RAW DATA:
● ● ● ● ●

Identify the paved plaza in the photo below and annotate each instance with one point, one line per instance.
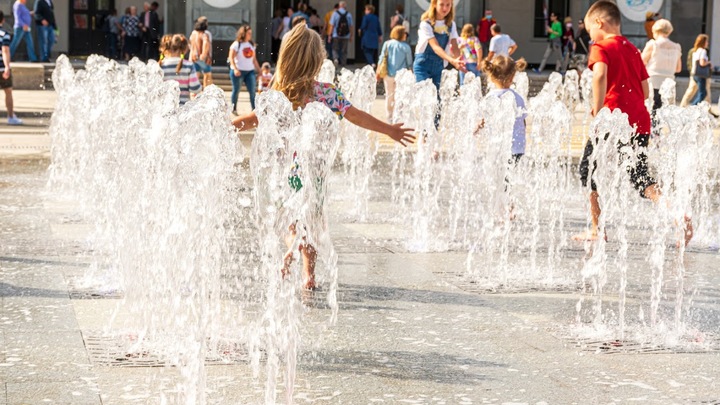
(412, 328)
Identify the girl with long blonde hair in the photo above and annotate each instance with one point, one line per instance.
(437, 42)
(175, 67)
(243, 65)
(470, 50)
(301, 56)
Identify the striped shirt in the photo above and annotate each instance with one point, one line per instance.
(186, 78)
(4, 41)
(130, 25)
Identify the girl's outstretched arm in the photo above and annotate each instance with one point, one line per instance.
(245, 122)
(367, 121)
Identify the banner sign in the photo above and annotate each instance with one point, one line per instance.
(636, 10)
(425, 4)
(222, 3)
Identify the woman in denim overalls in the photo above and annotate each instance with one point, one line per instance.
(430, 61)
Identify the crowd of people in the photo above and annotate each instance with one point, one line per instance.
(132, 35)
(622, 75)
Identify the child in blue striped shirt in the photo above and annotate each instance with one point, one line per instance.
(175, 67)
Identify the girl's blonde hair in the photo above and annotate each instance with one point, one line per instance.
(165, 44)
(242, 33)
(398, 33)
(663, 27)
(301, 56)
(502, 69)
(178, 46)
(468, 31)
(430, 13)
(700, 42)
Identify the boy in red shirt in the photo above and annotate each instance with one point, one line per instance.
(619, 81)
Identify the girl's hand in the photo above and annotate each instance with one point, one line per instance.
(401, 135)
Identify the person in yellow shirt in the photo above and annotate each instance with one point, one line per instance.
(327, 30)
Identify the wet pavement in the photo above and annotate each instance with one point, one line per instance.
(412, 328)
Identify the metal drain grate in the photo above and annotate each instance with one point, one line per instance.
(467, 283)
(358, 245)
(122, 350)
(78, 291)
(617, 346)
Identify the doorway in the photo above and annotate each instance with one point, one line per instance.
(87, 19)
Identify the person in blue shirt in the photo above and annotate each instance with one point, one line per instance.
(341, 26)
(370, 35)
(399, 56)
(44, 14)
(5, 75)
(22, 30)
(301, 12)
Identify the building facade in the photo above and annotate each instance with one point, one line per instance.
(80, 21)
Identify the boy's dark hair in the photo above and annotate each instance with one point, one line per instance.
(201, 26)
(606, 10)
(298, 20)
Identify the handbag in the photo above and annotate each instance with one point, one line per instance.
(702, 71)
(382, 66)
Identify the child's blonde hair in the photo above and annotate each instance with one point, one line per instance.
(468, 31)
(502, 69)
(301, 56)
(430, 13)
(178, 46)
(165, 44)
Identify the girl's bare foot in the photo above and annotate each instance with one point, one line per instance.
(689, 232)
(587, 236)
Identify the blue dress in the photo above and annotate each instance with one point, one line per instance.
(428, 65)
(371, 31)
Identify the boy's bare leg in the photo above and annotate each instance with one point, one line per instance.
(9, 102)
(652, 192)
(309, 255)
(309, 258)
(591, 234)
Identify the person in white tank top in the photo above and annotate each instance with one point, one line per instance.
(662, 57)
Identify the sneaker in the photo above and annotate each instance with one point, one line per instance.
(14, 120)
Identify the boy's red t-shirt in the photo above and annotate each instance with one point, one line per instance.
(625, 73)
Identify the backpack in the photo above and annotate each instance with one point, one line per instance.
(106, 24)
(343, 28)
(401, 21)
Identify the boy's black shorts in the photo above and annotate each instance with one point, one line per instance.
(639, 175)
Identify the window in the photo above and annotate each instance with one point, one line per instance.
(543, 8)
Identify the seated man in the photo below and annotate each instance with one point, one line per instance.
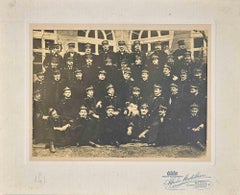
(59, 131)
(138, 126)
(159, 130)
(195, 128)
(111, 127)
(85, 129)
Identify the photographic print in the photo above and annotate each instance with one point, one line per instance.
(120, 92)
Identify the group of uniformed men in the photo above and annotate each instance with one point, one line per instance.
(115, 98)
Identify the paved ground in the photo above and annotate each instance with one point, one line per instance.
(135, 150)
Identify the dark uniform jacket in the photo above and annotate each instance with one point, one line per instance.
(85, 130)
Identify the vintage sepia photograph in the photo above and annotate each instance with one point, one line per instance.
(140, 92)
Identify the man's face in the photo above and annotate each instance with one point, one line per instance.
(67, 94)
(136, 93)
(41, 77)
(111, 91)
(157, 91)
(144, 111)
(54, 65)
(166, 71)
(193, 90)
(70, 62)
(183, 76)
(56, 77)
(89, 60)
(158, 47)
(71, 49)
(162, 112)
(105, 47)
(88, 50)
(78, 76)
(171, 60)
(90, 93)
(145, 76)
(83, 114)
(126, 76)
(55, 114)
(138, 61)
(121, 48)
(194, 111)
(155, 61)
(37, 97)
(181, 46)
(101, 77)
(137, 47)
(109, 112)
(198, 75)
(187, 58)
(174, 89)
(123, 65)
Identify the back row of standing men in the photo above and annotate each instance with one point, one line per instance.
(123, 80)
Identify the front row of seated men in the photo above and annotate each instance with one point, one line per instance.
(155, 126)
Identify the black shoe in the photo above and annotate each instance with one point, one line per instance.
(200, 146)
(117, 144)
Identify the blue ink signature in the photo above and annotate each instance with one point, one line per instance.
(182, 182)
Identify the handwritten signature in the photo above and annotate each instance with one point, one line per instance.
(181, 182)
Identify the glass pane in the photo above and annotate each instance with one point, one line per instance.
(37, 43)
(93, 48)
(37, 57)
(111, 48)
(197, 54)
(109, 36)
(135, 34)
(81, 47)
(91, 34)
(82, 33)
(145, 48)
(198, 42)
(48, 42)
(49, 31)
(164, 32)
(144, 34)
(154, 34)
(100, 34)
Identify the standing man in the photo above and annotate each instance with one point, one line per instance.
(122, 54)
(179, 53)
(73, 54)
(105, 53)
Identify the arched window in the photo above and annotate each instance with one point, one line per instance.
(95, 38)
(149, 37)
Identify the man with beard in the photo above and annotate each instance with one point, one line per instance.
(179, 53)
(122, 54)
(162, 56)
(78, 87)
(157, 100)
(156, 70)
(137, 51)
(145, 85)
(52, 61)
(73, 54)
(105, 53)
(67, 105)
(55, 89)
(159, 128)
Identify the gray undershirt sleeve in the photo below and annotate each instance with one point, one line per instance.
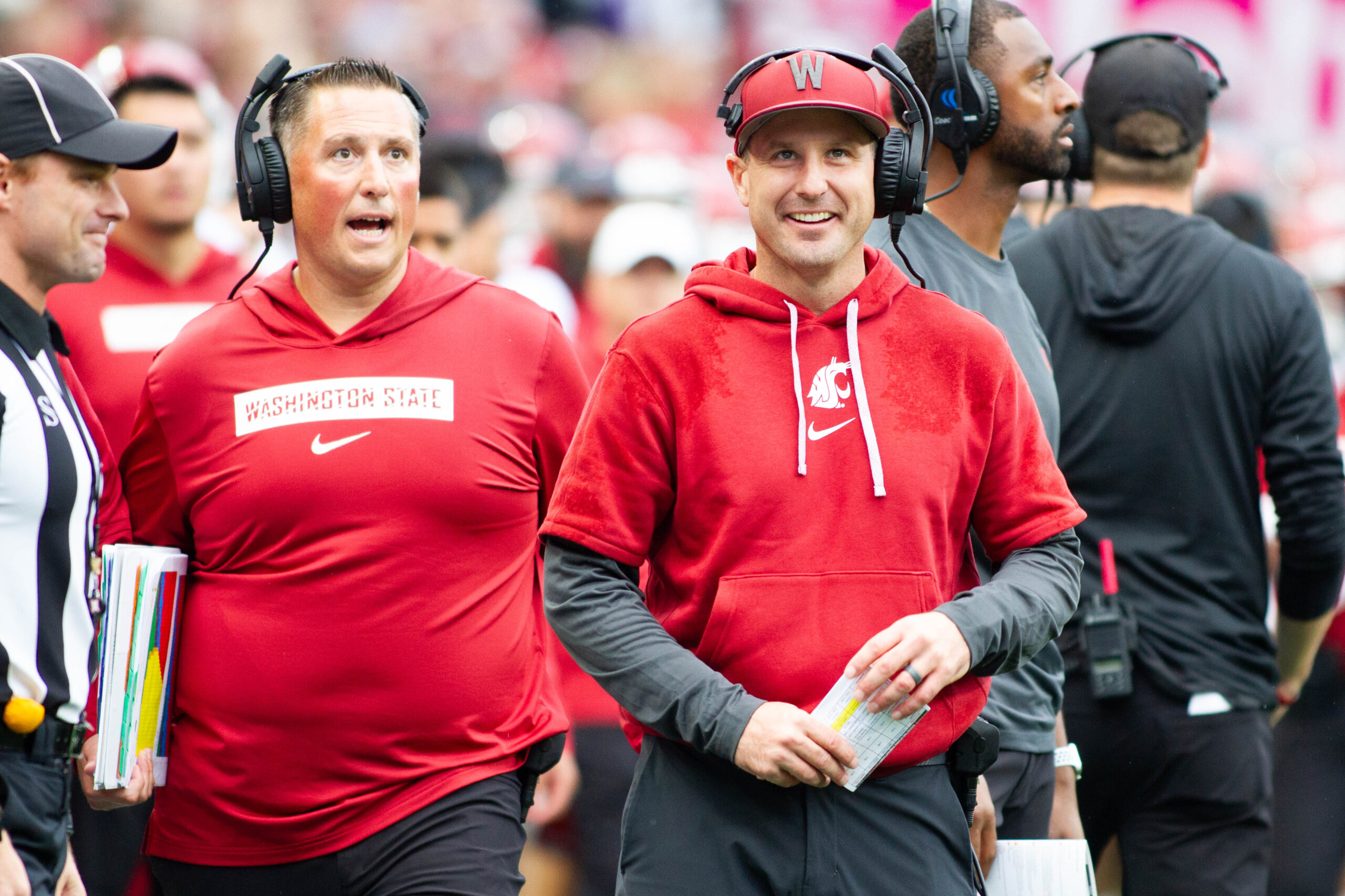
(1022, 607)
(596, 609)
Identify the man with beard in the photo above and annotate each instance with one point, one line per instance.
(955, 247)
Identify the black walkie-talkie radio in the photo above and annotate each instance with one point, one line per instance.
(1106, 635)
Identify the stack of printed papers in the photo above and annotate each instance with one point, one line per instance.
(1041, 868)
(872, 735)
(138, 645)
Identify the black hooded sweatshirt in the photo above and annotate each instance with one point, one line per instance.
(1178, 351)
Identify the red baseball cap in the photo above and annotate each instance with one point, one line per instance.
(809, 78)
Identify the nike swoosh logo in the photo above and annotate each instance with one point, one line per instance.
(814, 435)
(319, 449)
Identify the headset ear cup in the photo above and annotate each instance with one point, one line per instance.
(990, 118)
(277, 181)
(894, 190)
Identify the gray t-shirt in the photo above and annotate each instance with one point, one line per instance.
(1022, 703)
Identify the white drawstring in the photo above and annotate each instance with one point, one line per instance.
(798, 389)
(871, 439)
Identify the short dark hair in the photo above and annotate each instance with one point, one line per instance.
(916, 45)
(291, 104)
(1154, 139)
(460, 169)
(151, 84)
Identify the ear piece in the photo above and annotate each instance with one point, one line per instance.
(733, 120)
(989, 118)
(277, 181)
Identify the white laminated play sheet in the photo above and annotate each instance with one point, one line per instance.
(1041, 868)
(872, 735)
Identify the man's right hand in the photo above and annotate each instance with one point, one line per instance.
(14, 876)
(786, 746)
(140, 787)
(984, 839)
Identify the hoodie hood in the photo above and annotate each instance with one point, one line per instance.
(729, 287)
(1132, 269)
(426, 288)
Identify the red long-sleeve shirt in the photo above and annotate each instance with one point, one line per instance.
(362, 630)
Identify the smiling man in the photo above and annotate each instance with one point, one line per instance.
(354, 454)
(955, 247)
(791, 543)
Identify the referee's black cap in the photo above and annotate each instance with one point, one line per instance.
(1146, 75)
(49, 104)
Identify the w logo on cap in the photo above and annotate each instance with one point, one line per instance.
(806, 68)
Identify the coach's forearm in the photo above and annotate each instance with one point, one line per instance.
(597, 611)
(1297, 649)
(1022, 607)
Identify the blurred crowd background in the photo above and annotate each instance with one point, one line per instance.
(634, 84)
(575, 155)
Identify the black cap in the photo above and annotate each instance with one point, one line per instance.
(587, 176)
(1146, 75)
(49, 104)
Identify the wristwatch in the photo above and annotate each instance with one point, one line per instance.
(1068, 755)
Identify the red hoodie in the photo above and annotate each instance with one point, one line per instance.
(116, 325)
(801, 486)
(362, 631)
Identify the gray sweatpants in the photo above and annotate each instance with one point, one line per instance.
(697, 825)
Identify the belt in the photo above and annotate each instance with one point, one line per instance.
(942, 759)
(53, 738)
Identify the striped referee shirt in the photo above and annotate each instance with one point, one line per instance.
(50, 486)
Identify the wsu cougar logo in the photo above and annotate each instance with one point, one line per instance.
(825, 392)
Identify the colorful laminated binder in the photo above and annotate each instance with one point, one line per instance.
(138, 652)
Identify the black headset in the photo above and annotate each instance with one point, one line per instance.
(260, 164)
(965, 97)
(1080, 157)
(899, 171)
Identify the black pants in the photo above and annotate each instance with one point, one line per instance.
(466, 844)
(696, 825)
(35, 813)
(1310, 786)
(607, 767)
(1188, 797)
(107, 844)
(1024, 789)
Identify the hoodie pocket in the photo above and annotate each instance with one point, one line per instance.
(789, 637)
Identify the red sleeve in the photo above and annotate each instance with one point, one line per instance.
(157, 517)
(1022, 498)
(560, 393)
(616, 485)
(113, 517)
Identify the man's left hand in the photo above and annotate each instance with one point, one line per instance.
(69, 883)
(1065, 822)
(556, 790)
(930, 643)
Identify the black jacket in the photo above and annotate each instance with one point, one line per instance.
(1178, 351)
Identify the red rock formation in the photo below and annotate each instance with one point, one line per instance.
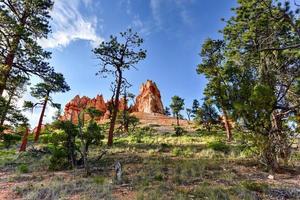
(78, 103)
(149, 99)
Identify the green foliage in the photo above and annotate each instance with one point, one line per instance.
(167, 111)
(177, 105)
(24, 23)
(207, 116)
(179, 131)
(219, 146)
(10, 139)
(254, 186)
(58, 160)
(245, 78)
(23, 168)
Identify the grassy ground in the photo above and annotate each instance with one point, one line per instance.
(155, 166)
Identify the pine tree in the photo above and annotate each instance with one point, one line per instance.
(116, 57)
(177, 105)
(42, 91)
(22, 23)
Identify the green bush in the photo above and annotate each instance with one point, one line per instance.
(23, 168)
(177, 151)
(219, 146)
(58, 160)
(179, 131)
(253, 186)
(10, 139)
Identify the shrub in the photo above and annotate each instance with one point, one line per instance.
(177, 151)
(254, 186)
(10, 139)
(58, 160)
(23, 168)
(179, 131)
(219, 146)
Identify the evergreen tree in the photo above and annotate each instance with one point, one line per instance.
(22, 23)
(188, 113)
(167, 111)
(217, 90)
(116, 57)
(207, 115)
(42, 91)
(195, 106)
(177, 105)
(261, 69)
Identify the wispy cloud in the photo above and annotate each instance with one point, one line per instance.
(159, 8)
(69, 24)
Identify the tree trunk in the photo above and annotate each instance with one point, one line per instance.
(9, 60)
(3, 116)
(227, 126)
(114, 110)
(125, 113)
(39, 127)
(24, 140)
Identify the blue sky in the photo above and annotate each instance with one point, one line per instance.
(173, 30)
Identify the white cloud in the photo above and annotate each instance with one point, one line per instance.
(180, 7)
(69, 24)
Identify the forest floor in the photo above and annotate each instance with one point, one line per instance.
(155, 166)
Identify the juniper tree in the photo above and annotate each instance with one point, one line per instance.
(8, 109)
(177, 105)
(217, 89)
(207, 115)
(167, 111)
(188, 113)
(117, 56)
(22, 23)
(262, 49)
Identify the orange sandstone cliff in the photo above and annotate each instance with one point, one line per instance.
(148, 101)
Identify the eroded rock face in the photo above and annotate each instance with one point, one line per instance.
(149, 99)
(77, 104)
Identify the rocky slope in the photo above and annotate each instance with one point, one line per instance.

● ● ● ● ●

EXERCISE DETAILS: Render the lines of the listing between the line containing "Identify the black shoe" and the line containing "(1106, 635)", inclusive, as a Markdown table with the columns No. and Entry, where No. holds a row number and Entry holds the line. Leave out blank lines and pictures.

SOLUTION TO THE EXERCISE:
| No. | Entry |
|---|---|
| 1 | Identify the black shoe in the photo above and annotate each instance with one point, one line per instance. |
| 2 | (200, 146) |
| 3 | (117, 144) |
| 4 | Identify the blue ink signature in the photo above and annotate each instance with one point, one line per instance. |
| 5 | (182, 182) |
| 6 | Identify the handwritten signature in the photo above and annotate each instance with one point, one line per instance. |
| 7 | (181, 182) |
| 8 | Identify the glass pane in the photo above and annotate each instance with one point, one line per instance. |
| 9 | (37, 43) |
| 10 | (93, 48) |
| 11 | (37, 57) |
| 12 | (111, 48) |
| 13 | (197, 54) |
| 14 | (109, 36) |
| 15 | (135, 34) |
| 16 | (81, 47) |
| 17 | (91, 34) |
| 18 | (82, 33) |
| 19 | (145, 48) |
| 20 | (198, 42) |
| 21 | (48, 42) |
| 22 | (49, 31) |
| 23 | (164, 32) |
| 24 | (144, 34) |
| 25 | (154, 34) |
| 26 | (100, 34) |
| 27 | Identify the standing man in the photo above and annotate each instance with one point, one line per instance. |
| 28 | (122, 54) |
| 29 | (179, 53) |
| 30 | (73, 54) |
| 31 | (105, 53) |
| 32 | Identify the arched window in the photo above and annotate each instance with one point, one line per instance. |
| 33 | (95, 38) |
| 34 | (149, 37) |
| 35 | Identify the man with beard in the photo above and annotate each instance with one point, one line per instance. |
| 36 | (179, 53) |
| 37 | (122, 54) |
| 38 | (162, 56) |
| 39 | (78, 87) |
| 40 | (157, 100) |
| 41 | (156, 70) |
| 42 | (137, 51) |
| 43 | (145, 85) |
| 44 | (52, 61) |
| 45 | (73, 54) |
| 46 | (105, 53) |
| 47 | (67, 105) |
| 48 | (55, 89) |
| 49 | (159, 128) |
| 50 | Identify the gray undershirt sleeve in the photo below and annotate each instance with one point, one line per instance. |
| 51 | (1022, 607) |
| 52 | (596, 609) |
| 53 | Identify the man with beard in the photo above and annotate each instance with one point, one line per instance. |
| 54 | (955, 247) |
| 55 | Identify the black walkie-talkie radio in the photo above and annotate each instance with one point, one line per instance. |
| 56 | (1106, 635) |